◆ Task details ◆
Nothing but the text of the records should come back; copy it exactly and leave the pictures out.

◆ Information provided ◆
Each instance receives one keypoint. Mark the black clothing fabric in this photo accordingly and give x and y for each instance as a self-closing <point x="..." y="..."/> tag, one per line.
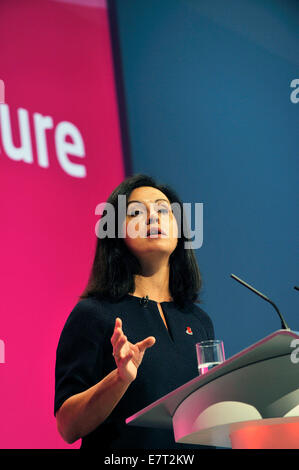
<point x="84" y="357"/>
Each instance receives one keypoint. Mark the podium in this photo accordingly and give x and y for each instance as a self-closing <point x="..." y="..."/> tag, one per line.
<point x="249" y="401"/>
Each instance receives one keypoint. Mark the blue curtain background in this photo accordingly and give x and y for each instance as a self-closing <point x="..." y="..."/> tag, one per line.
<point x="207" y="89"/>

◆ Written response ◆
Each instance receives one keypoint. Mark the black clothing fabric in this photo accordingly and give x and y for each instance as a self-closing <point x="..." y="..."/> tag, one per line.
<point x="84" y="357"/>
Each instance receives one keypoint. Mark the podium in this photo accordingly and give x and y for each instance as a self-closing <point x="..." y="..."/> tag, one per line.
<point x="249" y="401"/>
Each instance receives one keypoint. Mark the blue curtain background in this photo accordingly and give x and y for each instance as a self-closing <point x="..." y="..."/> tag, one per line.
<point x="207" y="89"/>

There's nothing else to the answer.